Aim 1 — From the passage on martial arts below, write out the part starting with "Doing other MAs" and going on through "MMA was concocted.".
Aim 2 — Pull out every line of the listing that contains the string "blue", treating uppercase and lowercase as different.

Selected excerpt —
Also there's no reason why an MMA may not have been a boxer to start with and still box as well as do other matial arts.
Doing other MAs only makes you better overall. Just like learning photography techniques outside of the specific area you may be interested in. Most of the better Martial artists are usually good at lots of different MAs. Besides, if you have  abilty to master one, then most of the time you have the ability to master a number of others. It's not mutually exclusive. Same in dancing, the more dances types you do, the bettter a dancer you to tend to become. Those who only practice one style of MA or dance tend to be less proficient, not more proficient. And many of the best dancers have a background in martial arts too and vice versa, Bruce Lee was a Ballroom champion.  And Jeet Kun Do the MA he formulated was an MMA, before the term MMA was concocted.


My analogy was perfect, and your "bottom line assessment" was also perfect.

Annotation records
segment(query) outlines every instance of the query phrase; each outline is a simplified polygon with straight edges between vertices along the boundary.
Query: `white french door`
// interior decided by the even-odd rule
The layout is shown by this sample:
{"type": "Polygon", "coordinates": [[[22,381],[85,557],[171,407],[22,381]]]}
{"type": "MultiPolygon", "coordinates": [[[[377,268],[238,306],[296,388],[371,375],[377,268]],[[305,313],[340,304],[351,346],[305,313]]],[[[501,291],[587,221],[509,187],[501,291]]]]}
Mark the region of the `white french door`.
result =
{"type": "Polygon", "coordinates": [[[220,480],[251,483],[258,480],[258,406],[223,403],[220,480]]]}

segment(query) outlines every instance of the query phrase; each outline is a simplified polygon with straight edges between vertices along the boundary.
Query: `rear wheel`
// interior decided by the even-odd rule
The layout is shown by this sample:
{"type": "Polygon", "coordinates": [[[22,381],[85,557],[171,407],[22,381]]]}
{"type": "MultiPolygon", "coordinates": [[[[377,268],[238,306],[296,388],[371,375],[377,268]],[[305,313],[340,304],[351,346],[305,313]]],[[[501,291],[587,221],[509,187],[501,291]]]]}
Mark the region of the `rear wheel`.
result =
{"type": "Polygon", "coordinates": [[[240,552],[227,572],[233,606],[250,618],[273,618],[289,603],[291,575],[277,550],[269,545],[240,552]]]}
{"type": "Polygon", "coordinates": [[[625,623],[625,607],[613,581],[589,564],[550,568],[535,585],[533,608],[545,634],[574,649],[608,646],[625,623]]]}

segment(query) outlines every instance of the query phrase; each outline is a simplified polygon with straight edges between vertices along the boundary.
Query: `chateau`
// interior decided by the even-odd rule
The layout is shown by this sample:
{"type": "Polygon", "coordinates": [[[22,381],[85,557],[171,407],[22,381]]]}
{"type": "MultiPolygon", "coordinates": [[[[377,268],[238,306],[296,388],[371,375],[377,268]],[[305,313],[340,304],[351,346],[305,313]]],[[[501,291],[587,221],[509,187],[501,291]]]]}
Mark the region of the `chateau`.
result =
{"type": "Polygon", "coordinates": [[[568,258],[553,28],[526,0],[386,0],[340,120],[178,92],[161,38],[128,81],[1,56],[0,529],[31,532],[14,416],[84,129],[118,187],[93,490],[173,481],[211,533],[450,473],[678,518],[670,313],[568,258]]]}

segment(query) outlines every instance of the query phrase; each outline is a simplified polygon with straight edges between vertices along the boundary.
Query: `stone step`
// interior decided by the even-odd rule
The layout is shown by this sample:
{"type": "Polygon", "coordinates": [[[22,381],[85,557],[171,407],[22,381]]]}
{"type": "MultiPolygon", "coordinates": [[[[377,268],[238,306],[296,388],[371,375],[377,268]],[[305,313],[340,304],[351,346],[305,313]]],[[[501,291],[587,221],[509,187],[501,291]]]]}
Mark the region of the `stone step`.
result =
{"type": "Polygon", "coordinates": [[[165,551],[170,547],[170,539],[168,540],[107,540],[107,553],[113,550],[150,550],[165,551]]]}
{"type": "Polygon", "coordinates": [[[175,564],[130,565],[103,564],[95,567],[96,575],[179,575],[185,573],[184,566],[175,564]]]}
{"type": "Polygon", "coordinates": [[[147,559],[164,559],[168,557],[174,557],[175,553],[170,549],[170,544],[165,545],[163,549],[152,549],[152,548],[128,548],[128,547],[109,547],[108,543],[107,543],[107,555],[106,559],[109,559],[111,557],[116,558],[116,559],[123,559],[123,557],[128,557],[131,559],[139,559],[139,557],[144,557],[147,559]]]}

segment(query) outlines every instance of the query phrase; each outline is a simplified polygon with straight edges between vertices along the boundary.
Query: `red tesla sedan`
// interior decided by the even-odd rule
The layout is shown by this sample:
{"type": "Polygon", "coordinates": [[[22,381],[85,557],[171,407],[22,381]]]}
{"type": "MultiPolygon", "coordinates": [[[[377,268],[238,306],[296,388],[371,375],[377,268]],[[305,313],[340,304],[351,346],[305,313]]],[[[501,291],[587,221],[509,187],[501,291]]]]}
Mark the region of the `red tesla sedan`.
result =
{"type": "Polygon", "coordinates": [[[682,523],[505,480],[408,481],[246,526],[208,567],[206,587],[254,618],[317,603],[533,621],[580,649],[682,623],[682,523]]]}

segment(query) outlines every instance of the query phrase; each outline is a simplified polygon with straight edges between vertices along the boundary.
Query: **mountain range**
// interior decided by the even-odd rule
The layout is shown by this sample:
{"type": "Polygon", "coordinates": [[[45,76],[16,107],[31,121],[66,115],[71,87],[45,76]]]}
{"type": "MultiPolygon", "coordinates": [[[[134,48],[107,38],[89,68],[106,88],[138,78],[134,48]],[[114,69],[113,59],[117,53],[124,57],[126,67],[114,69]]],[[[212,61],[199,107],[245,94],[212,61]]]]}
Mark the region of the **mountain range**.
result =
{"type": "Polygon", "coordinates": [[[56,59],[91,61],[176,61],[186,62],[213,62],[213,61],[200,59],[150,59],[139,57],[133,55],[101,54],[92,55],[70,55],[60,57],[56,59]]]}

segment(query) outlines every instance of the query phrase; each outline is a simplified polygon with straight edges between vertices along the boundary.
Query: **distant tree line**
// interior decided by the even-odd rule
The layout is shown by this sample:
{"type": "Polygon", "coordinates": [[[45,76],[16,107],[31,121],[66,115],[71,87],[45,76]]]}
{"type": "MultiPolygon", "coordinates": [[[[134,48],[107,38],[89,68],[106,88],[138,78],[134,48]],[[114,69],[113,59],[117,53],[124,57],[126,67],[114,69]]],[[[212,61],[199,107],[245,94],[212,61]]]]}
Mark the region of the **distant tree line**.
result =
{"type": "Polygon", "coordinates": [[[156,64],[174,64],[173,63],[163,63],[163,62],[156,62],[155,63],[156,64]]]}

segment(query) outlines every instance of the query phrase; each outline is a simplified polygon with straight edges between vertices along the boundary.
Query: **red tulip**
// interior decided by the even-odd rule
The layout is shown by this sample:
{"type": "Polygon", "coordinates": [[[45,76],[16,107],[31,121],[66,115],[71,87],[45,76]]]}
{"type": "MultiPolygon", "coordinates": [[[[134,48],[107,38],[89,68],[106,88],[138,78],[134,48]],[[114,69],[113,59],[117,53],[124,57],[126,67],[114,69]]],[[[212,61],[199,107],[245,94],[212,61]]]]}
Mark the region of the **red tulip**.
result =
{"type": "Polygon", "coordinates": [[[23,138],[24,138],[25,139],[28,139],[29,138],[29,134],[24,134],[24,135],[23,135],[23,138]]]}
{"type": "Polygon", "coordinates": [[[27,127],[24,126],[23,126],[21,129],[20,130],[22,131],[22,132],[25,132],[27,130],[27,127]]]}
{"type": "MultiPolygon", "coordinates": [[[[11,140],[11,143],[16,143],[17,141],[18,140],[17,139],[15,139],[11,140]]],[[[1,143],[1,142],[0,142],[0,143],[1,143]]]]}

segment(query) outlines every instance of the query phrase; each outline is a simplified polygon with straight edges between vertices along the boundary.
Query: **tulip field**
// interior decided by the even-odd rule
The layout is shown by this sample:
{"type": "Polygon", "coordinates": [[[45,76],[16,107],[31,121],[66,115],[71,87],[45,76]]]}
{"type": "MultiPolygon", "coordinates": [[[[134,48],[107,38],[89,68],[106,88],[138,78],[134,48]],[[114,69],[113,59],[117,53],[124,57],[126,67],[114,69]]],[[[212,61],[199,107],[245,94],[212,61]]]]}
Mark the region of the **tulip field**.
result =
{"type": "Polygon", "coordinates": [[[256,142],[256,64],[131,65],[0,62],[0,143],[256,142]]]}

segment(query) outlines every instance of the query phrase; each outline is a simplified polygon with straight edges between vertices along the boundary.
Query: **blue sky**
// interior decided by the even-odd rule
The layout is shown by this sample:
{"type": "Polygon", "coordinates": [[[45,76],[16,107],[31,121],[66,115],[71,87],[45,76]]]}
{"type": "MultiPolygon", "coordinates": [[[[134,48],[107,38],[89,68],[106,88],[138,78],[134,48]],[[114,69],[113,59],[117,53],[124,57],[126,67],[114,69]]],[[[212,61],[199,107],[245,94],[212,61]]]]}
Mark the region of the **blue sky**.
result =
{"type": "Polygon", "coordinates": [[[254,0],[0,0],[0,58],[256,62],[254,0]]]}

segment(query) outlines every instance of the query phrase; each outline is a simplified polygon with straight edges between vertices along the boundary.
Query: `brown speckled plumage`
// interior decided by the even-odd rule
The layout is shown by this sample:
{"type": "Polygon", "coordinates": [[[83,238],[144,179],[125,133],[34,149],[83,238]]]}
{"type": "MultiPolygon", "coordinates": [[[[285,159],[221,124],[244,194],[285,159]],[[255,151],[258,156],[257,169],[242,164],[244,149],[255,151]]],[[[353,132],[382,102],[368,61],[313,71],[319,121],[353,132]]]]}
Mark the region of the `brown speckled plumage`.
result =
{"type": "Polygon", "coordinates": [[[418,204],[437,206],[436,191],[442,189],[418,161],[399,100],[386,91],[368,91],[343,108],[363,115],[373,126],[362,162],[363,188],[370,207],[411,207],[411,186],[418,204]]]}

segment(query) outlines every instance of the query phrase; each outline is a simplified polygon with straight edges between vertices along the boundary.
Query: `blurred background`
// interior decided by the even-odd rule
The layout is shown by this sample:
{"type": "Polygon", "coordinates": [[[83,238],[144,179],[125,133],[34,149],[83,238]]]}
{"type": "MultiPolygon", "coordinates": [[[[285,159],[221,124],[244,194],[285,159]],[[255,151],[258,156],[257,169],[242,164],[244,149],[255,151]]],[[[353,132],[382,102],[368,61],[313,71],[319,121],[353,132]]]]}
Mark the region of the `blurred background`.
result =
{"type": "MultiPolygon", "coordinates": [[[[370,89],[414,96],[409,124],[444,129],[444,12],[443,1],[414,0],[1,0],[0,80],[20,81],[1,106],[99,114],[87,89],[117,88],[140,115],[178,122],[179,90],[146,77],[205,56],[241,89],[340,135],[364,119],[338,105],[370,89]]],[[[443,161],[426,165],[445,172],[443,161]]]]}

Written solution 1 —
Doing other MAs only makes you better overall. Just like learning photography techniques outside of the specific area you may be interested in. Most of the better Martial artists are usually good at lots of different MAs. Besides, if you have  abilty to master one, then most of the time you have the ability to master a number of others. It's not mutually exclusive. Same in dancing, the more dances types you do, the bettter a dancer you to tend to become. Those who only practice one style of MA or dance tend to be less proficient, not more proficient. And many of the best dancers have a background in martial arts too and vice versa, Bruce Lee was a Ballroom champion.  And Jeet Kun Do the MA he formulated was an MMA, before the term MMA was concocted.

Written solution 2 —
Query: **blue sky**
Mark the region of the **blue sky**.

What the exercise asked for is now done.